* Request: In the records below, locate the line containing "tongue in the picture above?"; output that line and every following line through the last, exactly.

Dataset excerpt
-- start --
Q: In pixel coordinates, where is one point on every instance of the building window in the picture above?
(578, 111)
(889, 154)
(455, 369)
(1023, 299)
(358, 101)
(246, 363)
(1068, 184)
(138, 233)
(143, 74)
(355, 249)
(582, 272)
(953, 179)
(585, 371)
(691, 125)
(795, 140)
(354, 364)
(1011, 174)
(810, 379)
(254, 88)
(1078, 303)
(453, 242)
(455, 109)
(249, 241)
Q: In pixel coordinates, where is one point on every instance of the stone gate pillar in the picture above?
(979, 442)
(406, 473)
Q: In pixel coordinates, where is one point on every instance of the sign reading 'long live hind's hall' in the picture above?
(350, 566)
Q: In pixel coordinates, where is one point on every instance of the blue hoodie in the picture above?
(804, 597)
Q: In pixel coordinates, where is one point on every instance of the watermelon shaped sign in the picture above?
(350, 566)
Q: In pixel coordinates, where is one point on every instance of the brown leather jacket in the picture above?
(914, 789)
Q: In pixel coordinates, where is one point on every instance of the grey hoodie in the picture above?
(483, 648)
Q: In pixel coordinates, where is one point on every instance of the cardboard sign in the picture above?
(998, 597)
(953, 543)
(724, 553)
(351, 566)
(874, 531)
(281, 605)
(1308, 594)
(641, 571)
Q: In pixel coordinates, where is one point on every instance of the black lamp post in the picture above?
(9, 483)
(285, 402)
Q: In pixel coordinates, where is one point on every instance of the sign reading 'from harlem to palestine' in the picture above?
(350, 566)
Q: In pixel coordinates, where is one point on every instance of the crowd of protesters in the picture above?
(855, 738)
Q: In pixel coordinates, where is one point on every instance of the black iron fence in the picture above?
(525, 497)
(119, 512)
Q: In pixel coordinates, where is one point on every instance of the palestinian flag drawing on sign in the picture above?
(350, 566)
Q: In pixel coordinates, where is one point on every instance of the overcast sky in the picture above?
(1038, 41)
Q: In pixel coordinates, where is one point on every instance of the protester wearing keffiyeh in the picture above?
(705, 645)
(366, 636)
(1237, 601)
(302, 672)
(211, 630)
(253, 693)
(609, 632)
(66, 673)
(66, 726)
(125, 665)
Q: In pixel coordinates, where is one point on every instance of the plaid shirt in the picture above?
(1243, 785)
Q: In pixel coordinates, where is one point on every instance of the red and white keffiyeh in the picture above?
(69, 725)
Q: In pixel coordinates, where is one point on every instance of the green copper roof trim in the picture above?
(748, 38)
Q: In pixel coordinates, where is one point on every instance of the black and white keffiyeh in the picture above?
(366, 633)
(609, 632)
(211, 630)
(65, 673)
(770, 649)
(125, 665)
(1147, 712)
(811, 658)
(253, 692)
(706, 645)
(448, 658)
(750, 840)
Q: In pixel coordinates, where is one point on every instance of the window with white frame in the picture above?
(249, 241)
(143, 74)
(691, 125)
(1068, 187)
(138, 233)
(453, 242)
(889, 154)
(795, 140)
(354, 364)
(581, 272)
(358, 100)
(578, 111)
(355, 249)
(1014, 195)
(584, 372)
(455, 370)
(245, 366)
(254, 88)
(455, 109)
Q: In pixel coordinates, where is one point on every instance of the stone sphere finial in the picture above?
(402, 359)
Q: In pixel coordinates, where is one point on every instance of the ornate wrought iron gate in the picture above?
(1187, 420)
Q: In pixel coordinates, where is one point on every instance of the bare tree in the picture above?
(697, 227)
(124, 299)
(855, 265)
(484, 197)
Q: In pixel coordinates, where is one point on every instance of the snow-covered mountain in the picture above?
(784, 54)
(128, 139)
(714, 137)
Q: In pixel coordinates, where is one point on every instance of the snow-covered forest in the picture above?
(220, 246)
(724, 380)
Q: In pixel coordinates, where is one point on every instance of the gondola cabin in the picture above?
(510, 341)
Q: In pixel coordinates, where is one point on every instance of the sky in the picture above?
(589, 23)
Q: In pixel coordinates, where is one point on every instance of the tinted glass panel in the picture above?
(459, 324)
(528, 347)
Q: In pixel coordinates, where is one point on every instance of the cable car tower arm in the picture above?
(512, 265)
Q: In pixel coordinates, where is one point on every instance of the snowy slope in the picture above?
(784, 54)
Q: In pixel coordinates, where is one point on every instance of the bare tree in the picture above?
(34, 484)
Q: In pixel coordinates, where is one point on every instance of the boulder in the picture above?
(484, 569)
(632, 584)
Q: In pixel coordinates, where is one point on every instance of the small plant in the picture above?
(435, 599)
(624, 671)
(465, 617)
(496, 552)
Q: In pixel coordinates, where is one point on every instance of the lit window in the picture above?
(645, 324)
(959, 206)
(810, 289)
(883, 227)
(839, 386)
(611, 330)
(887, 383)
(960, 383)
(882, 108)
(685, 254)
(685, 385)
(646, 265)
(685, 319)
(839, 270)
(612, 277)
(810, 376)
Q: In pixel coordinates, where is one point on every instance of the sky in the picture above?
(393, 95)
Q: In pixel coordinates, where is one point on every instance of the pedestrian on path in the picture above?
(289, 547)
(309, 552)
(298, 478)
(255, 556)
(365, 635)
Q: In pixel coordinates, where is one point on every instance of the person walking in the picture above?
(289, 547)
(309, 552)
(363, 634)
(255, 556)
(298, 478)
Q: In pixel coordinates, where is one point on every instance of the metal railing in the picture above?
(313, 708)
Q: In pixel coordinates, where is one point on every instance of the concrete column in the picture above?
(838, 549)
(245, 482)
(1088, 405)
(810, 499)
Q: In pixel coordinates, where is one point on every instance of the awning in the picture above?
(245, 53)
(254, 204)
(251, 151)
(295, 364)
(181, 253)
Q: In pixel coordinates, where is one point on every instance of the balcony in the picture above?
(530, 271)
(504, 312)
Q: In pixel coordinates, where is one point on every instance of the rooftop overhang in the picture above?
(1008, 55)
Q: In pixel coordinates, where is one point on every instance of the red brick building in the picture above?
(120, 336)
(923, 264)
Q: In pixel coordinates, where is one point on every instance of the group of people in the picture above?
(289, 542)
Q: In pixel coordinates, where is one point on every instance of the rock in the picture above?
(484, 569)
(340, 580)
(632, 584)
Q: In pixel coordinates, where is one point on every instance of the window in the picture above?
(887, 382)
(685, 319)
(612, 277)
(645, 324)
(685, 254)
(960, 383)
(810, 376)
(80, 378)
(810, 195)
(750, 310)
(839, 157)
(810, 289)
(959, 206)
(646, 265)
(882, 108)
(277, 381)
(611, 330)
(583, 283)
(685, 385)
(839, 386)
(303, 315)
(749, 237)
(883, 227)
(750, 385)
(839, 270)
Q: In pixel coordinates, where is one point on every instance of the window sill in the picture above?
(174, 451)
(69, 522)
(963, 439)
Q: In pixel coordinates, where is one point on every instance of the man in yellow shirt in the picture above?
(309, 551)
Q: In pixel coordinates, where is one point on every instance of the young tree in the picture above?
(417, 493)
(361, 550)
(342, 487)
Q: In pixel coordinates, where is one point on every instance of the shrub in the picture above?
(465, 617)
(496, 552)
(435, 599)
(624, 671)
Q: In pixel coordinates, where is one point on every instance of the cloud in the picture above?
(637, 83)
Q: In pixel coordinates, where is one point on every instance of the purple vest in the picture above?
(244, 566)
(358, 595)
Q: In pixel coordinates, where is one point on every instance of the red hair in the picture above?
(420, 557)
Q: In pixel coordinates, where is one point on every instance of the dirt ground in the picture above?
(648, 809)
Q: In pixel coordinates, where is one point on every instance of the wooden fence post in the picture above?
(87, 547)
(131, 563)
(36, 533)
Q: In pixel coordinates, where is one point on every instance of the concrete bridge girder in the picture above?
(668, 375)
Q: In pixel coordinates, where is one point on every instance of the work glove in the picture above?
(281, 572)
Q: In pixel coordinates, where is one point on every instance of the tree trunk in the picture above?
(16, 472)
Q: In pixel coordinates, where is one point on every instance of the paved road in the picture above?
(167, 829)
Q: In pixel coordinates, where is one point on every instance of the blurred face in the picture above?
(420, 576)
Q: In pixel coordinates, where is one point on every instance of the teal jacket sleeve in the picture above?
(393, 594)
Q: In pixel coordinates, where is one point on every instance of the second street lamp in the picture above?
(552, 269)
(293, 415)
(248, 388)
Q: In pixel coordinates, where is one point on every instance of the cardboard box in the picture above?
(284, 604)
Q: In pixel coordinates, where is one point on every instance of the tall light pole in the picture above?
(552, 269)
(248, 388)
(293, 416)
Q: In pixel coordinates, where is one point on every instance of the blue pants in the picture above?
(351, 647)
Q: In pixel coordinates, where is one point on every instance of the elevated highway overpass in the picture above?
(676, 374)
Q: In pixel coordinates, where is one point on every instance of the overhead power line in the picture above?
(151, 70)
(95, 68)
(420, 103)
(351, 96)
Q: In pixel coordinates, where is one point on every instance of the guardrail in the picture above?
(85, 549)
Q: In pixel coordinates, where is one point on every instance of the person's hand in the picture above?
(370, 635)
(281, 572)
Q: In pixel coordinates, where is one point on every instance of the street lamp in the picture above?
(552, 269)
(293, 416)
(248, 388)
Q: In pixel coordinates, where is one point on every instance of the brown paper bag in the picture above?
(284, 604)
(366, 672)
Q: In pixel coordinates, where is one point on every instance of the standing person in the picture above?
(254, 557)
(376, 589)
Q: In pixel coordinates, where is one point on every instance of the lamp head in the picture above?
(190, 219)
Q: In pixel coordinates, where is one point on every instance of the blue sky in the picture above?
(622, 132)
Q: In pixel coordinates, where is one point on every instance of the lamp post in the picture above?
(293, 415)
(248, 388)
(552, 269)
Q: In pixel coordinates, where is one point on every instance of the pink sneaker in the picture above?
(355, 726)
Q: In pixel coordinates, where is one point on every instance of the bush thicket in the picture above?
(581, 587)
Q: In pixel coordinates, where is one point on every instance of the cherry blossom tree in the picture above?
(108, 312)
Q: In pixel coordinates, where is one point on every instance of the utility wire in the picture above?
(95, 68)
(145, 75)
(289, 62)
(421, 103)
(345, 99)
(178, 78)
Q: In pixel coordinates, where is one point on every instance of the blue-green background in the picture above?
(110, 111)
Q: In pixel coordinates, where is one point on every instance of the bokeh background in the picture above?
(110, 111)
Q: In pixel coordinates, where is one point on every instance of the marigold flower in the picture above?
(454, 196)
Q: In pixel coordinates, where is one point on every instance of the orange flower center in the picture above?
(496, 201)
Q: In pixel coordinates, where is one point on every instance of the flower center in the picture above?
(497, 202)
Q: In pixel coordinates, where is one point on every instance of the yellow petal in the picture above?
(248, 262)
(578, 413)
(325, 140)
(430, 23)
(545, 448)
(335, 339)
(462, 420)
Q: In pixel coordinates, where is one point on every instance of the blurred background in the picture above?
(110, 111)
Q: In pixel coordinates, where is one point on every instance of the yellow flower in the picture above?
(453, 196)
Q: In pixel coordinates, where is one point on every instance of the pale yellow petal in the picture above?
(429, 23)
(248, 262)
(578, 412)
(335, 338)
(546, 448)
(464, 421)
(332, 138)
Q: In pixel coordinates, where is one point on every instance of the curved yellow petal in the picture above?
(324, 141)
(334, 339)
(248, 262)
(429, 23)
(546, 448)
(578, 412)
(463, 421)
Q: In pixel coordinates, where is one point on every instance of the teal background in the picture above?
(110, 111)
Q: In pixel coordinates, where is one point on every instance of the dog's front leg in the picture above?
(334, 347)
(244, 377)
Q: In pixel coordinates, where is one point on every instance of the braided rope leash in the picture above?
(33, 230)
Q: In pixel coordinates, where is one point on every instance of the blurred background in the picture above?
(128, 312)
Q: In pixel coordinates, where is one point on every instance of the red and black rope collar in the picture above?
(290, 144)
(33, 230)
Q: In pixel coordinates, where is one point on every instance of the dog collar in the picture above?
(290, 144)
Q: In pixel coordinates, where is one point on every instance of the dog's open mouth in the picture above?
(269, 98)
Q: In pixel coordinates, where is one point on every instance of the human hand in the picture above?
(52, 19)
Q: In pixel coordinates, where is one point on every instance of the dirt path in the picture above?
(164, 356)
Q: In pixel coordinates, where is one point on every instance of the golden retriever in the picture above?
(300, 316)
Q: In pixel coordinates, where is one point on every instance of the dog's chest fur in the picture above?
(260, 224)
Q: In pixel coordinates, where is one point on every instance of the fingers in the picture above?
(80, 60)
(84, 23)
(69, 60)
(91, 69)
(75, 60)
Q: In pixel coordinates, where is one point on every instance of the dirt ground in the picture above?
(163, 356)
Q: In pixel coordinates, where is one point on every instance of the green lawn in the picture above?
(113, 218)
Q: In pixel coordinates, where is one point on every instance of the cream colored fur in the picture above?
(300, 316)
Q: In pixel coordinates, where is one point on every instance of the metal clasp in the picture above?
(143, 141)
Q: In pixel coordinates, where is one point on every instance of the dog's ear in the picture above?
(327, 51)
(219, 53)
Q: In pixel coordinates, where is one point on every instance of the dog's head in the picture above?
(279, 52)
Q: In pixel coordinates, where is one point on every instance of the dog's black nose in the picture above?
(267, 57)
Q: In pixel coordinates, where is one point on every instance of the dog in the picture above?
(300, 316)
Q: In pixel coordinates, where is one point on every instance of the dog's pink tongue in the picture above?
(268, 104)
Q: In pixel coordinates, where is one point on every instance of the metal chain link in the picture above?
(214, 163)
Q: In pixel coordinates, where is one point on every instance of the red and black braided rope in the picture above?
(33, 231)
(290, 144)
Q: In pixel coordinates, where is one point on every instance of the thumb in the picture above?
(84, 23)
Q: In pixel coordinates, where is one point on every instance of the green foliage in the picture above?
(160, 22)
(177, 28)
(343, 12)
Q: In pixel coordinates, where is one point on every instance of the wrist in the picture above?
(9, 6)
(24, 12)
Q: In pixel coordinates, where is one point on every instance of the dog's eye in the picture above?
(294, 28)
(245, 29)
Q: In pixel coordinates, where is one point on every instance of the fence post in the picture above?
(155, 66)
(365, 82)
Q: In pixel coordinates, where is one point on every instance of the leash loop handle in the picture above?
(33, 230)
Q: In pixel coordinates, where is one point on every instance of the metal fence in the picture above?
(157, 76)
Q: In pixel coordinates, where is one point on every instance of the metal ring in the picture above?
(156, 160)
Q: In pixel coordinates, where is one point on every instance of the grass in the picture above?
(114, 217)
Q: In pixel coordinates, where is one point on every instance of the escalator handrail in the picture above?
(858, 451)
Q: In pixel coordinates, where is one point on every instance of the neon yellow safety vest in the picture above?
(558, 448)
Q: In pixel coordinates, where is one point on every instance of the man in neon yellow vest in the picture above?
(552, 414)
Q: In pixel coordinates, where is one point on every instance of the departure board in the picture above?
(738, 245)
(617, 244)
-- end --
* Task solution:
Q: In pixel coordinates, where is one point on every instance of the dog's pink tongue in the picture above?
(268, 104)
Q: In pixel coordinates, where is one point on every instance of the metal chain link in the picture above?
(214, 163)
Q: In pixel coordinates, where is one point on every instance of the red and black braided rope in the picture above?
(33, 231)
(290, 144)
Q: In pixel coordinates, where is one point on every instance of the thumb in the picture above?
(84, 23)
Q: In pixel coordinates, where is one point on every instance of the green foliage in the picture above?
(160, 22)
(177, 28)
(343, 12)
Q: In pixel coordinates, where is one point on every instance of the wrist in the picture above?
(9, 6)
(24, 12)
Q: In pixel coordinates, where is one point on every instance of the dog's eye in the picture above?
(294, 28)
(245, 29)
Q: In pixel coordinates, where is one point on every instance of the fence post in the picture above?
(155, 66)
(365, 82)
Q: In pixel coordinates, where is one point on every instance of the leash loop handle in the picture above?
(33, 230)
Q: In pixel coordinates, where is one point on every instance of the metal fence in the picture above?
(157, 76)
Q: In pixel coordinates, where is one point on every instance of the metal ring in the picture above?
(156, 160)
Q: In pixel coordinates, where is one point on every instance of the grass in the picture above?
(114, 217)
Q: In pixel coordinates, where is one point on every instance of the escalator handrail in the picture above?
(858, 451)
Q: In pixel coordinates, where is one point on every instance of the neon yellow safety vest in the picture above?
(558, 448)
Q: In pixel coordinates, where is one point on every instance of the man in neon yellow vest in the picture above?
(552, 414)
Q: In pixel coordinates, where is one point on every instance of the departure board in the picture above?
(738, 245)
(617, 244)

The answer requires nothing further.